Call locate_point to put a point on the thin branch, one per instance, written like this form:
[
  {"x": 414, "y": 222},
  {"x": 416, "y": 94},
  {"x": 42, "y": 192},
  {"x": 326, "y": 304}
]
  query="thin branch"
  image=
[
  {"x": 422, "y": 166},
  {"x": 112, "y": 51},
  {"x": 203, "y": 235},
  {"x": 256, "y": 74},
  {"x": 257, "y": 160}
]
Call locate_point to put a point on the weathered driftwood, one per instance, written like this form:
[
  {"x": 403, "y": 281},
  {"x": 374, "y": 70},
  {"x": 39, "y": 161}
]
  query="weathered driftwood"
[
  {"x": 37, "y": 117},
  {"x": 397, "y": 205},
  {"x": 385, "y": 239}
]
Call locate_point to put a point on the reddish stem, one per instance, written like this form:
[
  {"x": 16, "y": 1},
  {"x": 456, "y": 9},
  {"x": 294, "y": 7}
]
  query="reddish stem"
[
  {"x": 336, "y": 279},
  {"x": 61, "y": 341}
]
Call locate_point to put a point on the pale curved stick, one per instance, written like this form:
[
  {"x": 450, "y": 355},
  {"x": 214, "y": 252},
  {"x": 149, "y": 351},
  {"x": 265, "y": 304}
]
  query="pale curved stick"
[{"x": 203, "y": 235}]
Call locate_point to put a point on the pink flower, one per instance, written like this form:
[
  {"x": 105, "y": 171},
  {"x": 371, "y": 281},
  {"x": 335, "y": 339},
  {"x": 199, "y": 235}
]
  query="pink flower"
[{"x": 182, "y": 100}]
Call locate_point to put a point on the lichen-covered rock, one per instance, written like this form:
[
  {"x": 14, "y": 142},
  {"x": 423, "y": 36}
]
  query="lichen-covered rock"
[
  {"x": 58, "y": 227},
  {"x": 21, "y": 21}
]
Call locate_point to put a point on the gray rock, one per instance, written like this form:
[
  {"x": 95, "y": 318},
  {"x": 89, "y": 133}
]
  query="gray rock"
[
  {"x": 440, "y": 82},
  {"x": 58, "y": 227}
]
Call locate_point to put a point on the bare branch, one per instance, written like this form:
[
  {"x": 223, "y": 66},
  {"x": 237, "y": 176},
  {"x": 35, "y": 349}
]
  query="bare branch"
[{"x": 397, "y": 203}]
——
# Problem to solve
Output every line of the items, from the line containing "Call locate_point to put a point on the gray" through the last line of the items, as a JSON list of strings with one string per line and blank lines omitted.

# Finished exercise
[
  "Call locate_point to put a point on the gray rock, one per instance, written like this form:",
  "[",
  "  {\"x\": 95, \"y\": 318},",
  "  {\"x\": 89, \"y\": 133}",
  "]",
  "  query=\"gray rock\"",
  "[",
  "  {\"x\": 440, \"y\": 82},",
  "  {\"x\": 58, \"y\": 227}",
  "]",
  "Call locate_point to put a point on the bare branch, one per instance, written like this form:",
  "[",
  "  {\"x\": 223, \"y\": 66},",
  "  {\"x\": 237, \"y\": 176},",
  "  {\"x\": 35, \"y\": 349}",
  "]",
  "  query=\"bare branch\"",
  "[{\"x\": 397, \"y\": 203}]"
]